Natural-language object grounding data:
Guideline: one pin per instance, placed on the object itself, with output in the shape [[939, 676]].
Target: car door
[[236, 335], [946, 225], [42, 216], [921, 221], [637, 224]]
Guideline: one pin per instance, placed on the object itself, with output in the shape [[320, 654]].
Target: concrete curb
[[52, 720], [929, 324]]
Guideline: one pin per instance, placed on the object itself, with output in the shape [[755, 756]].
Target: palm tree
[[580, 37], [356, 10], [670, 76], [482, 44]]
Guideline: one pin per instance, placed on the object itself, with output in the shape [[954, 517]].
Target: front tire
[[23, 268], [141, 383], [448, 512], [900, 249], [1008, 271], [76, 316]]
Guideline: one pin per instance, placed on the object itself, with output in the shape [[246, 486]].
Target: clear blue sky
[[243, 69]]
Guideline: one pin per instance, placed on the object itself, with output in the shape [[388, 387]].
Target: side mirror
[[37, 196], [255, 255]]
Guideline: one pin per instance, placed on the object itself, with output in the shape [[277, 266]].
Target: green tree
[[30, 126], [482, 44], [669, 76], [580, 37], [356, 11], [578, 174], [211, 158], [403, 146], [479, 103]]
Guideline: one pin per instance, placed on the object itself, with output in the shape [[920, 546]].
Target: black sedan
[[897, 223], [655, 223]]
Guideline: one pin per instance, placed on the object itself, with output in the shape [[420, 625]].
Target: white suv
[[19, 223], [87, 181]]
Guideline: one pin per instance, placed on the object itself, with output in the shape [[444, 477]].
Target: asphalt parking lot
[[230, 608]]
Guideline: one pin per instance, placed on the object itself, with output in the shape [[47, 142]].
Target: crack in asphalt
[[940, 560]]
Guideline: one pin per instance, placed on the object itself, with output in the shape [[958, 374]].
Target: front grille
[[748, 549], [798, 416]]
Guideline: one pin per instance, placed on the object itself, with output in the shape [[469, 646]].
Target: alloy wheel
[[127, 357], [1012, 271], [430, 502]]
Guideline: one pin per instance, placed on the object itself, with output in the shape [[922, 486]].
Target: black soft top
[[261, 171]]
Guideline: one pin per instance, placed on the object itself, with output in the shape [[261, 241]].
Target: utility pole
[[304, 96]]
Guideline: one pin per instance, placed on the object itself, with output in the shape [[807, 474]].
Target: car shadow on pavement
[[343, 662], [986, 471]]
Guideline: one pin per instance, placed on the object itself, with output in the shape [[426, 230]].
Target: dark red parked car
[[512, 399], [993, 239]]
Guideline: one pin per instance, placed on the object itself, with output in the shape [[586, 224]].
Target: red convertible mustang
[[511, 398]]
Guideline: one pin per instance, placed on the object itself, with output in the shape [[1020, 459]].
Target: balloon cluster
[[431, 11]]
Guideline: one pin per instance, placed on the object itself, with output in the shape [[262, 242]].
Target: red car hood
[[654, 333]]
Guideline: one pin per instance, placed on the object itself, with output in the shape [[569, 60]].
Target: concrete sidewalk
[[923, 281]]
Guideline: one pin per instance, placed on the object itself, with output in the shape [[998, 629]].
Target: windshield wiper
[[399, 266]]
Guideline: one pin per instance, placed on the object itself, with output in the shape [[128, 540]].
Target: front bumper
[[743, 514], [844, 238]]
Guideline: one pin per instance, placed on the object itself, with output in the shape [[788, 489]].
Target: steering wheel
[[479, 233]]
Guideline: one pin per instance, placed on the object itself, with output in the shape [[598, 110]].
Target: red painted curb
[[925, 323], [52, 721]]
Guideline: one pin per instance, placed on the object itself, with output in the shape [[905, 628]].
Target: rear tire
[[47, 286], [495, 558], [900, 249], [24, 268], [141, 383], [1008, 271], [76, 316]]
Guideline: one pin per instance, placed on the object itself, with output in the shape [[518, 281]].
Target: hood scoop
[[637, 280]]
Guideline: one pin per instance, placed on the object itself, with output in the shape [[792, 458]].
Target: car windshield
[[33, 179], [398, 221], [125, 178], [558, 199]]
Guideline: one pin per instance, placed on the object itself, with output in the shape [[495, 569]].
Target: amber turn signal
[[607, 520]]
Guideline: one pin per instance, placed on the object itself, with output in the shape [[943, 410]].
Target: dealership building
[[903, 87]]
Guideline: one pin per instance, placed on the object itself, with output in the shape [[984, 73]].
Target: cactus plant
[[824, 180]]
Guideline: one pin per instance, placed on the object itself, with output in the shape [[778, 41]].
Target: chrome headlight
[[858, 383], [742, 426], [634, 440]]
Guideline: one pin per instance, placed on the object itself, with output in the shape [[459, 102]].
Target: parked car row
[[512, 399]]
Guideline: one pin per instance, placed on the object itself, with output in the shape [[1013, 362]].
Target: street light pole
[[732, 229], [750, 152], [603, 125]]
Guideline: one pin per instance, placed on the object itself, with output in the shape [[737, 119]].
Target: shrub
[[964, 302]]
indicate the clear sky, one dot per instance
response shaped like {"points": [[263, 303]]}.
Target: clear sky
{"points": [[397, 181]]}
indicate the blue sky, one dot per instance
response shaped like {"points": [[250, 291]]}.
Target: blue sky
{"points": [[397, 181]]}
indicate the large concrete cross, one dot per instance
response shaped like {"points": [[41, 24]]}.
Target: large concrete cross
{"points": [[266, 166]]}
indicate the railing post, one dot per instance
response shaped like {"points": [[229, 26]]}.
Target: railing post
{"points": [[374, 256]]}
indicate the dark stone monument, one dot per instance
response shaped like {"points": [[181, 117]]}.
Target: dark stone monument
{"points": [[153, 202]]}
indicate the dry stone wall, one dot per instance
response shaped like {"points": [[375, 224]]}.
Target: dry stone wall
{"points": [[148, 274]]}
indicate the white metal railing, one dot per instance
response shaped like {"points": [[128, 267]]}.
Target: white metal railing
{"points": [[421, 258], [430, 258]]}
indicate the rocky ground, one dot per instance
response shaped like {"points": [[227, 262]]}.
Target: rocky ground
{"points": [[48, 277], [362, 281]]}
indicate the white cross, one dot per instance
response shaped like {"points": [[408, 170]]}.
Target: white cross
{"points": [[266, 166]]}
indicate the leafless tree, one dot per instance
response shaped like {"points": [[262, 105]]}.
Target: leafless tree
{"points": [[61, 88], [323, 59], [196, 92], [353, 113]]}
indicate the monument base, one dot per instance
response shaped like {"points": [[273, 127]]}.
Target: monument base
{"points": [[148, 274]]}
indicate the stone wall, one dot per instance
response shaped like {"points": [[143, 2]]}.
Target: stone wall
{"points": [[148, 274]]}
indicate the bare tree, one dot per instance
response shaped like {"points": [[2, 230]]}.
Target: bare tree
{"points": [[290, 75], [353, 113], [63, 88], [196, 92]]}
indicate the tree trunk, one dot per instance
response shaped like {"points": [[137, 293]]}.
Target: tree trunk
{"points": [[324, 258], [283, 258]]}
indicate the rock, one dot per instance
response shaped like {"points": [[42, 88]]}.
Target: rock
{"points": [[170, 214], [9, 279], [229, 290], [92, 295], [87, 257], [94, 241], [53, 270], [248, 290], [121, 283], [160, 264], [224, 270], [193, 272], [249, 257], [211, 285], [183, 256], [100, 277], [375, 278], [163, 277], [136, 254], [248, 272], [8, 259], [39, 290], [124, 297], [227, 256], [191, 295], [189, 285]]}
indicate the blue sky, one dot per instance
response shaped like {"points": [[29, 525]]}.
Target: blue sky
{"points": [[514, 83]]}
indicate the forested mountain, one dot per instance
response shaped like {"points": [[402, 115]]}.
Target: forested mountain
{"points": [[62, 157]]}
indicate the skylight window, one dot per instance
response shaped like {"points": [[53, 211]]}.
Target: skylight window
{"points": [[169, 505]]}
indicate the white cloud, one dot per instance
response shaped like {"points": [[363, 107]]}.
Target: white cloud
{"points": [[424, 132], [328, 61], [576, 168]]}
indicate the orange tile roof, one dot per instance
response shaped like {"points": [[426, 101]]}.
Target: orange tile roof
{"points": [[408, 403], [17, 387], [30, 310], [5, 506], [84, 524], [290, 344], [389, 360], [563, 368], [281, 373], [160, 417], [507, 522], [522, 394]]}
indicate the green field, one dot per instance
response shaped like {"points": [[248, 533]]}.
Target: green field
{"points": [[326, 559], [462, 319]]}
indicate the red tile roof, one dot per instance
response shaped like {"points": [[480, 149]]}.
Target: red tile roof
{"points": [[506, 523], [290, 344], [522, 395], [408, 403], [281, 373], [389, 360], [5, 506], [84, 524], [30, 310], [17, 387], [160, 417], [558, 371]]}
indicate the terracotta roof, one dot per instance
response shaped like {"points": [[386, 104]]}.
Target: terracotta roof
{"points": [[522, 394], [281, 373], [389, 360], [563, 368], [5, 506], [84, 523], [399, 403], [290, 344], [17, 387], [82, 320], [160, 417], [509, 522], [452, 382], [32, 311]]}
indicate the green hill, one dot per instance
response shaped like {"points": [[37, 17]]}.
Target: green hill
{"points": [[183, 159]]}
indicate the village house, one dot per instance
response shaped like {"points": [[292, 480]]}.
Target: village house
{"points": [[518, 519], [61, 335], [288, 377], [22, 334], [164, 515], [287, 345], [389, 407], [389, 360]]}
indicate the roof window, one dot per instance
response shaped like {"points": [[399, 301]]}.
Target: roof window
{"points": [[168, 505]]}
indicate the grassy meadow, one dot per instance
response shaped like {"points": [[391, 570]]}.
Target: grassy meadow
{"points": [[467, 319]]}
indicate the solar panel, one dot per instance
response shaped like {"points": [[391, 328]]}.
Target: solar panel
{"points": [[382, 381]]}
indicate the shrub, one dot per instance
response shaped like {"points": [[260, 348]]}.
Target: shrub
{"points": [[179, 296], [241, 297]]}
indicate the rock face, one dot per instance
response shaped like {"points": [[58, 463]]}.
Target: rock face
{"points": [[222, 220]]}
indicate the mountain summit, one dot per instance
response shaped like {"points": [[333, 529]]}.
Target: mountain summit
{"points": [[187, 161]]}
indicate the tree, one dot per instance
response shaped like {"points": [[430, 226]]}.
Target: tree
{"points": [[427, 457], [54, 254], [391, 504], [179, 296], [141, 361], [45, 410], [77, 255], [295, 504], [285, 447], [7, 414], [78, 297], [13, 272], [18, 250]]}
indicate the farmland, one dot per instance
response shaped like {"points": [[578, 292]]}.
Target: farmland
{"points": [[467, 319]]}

» Problem details: The required output is every line above from the one with "Target: black sedan" down to the one with "shape [[807, 474]].", restated word for word, ends included.

» Answer section:
Target: black sedan
[[897, 223], [655, 223]]
Guideline: one pin per instance, placed on the object itself, with output in the shape [[420, 625]].
Target: white suv
[[19, 223], [87, 181]]
Guideline: one pin per instance, placed on the object itself, with output in the shape [[444, 477]].
Target: asphalt parking lot
[[230, 608]]
Guideline: one pin per instance, placed on the object itself, with output in the shape [[47, 142]].
Target: crack in asphalt
[[940, 560]]
Guideline: one pin per instance, placed on the object itself, with output in the shape [[958, 374]].
Target: front grille
[[748, 549], [798, 416]]
Guideline: one pin per instance, placed on the object itself, with output in the shape [[469, 646]].
Target: alloy wheel
[[127, 357], [1012, 271], [430, 502]]
Guideline: one pin per instance, placed on the object itself, with output in the shape [[922, 486]].
Target: black soft top
[[261, 171]]
Guideline: one pin per instance, placed on the object itself, with output in the shape [[261, 241]].
Target: utility pole
[[304, 96]]
Guideline: one pin per instance, placed on the object itself, with output in the shape [[807, 474]].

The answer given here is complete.